Nisargadatta penetrated the illusion of selfhood by following his teacher's advice of remaining continually conscious of the sense of "I am." He later recommended the same teaching to others.

The Bible (Psalms 46:10) recommended stillness as a way of penetrating the illusion of selfhood. (Be still and know that I am God).

Papaji also recommended stillness and often said to students, "Stop and be still."

Gangaji, Papaji's student, recommended the same thing.

Zen Master Seung Sahn penetrated the illusion of selfhood at the age of 19 and became a Zen Master at the age of 22. He recommended, "Only go straight; don't know. Only don't know. Just do it" (do whatever you are doing with full attentiveness).

I recommend shifting attention away from thoughts to what can be seen or heard until thoughts cease to obscure the truth, and the illusion of selfhood is penetrated. I also recommend becoming a person of action as a way of breaking the habit of incessant reflection.

Jesus said, "Recognize what is in your sight, and that which is hidden from you will become plain to you." He also said, "When you make the two one, and when you make the inside as the outside, and the above as the below, and when you make the male and the female one and the same......then you will enter the Kingdom."

========

Set task 1
Extract each line of the listing below that contains the word "frame".
The passage above has no connection to the listing that comes after it.

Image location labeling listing
========

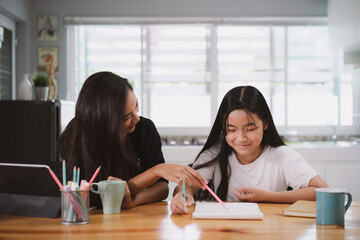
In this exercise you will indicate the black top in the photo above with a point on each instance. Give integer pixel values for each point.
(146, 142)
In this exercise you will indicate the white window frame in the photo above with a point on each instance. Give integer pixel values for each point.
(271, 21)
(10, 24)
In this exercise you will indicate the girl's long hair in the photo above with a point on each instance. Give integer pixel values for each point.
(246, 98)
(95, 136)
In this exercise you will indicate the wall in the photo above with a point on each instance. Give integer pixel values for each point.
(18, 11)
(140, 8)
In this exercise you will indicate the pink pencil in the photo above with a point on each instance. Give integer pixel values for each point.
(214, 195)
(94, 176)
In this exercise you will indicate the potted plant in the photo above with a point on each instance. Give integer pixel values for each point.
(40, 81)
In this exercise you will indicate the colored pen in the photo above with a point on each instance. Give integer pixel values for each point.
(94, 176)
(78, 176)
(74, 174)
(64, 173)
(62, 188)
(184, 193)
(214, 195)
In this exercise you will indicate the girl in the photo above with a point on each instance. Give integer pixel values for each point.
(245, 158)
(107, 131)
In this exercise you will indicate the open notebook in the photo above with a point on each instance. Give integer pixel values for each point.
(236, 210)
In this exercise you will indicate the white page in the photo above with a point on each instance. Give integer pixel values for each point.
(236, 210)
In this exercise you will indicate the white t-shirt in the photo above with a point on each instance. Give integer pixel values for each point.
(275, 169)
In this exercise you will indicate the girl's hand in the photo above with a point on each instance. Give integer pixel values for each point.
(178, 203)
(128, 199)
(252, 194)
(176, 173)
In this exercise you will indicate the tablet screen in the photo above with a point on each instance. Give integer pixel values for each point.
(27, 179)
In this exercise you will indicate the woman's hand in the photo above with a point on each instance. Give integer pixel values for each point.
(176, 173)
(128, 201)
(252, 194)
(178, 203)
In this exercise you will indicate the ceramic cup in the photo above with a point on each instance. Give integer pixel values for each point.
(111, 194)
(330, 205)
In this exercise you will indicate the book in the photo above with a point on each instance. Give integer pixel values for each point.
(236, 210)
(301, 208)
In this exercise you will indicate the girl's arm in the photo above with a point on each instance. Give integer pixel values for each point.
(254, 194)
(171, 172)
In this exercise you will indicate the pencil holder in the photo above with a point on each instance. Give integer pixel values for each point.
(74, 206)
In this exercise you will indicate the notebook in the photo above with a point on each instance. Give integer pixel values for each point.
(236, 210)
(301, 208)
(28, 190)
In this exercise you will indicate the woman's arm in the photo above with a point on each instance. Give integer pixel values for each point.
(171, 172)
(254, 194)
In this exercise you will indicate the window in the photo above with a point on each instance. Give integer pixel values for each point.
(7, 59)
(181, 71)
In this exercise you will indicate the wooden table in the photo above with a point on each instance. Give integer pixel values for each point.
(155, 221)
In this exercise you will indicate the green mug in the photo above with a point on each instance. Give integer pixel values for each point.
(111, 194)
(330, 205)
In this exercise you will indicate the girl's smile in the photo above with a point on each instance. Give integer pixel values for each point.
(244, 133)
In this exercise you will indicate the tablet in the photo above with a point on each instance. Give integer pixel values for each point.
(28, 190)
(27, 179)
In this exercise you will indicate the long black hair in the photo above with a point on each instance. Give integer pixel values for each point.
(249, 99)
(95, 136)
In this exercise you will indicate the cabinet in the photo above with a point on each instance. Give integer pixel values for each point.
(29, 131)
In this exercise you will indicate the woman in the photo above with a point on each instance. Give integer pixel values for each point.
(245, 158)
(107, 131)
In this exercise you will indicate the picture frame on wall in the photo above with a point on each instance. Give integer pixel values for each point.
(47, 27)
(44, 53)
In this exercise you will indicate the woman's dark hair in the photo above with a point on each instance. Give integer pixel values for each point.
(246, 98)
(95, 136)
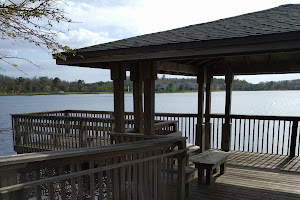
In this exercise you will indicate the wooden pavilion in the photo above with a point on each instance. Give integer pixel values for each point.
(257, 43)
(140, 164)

========

Set task 2
Write the next part of the passage on penetrating the illusion of selfhood, picking up after its final sentence.

Exercise output 1
In this exercise you will indicate the white window frame in the photo above with a point on each instance. Give integer pixel values for each point.
In this exercise you will indicate the picture frame on wall in the photo above with a point on each instance. Give integer pixel values for each point.

Exercise output 2
If you discover the truth of who you are, then you will know how best to serve others. Until you have attained peace within yourself, how can you bring peace to the world?

The teaching of all sages and spiritual masters can be condensed into one word, "Attend!"

What is it about "attend, look, watch, be still, don't know, be present, act without reflection " that you don't understand?

Doing the dishes

I would say that primary immersion in isness translates into practical terms to primary immersion in direct perception and action. This means that the individual psychologically disappears into the activities of ordinary life. The "big picture," which is conceptual, dissolves into doing the dishes or eating dinner with friends without reflection about meaning, selfhood, or anything else of an abstract nature.

Non-duality is always the case despite the illusion of separateness. If there is immersion in isness, there is no need to conceive of separateness, and therefore there is no separateness. There is just this, then just this, then just this--a seamless happening. What you see is what you get.

An intellectual will find such effortless simplicity and matter-of-factness superficial, but the opposite is actually the case. Nothing is deeper than doing the dishes when it's time to do the dishes.

The word "flow"

...is pointing to everyday life lived without abidance in mind. It is not special except when looked at and conceived as a contrast to life dominated by mind. It is not even an experience because there is no one imagining any bounds, much less an observer of bounds. It could be called "isness," or "process," or "happening," but no words are sufficiently applicable because there is nothing separate from what is happening that could be described. It is neither dual nor non-dual. It is beyond imagining of any kind.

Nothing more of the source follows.